Begin Input
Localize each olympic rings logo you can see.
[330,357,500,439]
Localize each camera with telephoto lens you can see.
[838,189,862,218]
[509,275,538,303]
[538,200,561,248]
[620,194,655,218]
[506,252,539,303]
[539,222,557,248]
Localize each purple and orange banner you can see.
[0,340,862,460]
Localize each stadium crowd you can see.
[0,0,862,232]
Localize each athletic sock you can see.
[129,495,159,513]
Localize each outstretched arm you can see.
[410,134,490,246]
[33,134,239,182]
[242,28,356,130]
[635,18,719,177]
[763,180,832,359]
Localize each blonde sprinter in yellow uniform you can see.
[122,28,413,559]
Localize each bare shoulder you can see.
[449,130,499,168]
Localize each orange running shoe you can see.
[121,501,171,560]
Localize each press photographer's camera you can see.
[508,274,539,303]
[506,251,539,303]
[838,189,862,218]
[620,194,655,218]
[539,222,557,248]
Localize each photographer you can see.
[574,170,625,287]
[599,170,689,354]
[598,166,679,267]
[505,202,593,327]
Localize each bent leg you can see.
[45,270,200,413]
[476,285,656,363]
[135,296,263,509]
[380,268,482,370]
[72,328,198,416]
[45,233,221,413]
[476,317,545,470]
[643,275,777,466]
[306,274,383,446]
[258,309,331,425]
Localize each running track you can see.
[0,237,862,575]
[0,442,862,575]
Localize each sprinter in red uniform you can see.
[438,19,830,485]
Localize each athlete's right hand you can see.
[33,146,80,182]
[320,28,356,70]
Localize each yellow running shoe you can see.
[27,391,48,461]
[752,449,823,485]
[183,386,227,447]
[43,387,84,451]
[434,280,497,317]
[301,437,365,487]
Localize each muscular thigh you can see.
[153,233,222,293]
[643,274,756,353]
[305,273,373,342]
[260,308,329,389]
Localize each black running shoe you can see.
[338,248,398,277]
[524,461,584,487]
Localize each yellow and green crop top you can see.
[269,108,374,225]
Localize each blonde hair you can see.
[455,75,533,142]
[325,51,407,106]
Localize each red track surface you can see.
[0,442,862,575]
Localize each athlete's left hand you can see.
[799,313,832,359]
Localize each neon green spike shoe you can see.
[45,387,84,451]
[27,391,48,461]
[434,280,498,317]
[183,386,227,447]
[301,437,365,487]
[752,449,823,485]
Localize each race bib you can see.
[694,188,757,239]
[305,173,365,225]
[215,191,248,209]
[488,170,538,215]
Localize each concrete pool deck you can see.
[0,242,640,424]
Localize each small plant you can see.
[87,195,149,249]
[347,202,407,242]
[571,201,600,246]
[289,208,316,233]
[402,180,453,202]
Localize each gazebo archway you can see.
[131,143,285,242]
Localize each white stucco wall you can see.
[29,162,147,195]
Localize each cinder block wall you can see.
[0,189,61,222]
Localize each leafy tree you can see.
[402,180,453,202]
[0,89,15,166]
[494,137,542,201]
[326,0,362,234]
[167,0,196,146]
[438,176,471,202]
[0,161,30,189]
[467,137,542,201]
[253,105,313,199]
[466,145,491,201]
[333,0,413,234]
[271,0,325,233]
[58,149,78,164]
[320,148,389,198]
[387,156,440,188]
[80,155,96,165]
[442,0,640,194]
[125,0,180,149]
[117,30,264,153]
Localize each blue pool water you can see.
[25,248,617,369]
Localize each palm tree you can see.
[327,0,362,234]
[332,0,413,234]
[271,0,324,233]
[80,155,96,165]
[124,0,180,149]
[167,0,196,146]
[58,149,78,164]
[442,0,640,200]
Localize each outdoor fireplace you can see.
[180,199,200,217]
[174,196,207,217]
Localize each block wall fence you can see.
End Input
_Task prompt_:
Update the rows starting at the line containing "Localize each stadium crowd you can see." and ending at the line containing "[449,130,499,168]", replacing "outstretched arm" with "extended arm" and keeping everything else the same. Give back only those rows.

_Correct response_:
Localize each stadium crowd you can see.
[0,0,862,232]
Localize each athletic sock you can see.
[129,495,159,513]
Localize each extended arm you can see.
[410,134,490,246]
[33,134,239,182]
[242,28,356,130]
[635,18,719,177]
[763,180,832,359]
Localize each blonde sprinter in yellow uniform you can see.
[122,28,413,559]
Localize each bare shoulder you can see.
[449,130,499,168]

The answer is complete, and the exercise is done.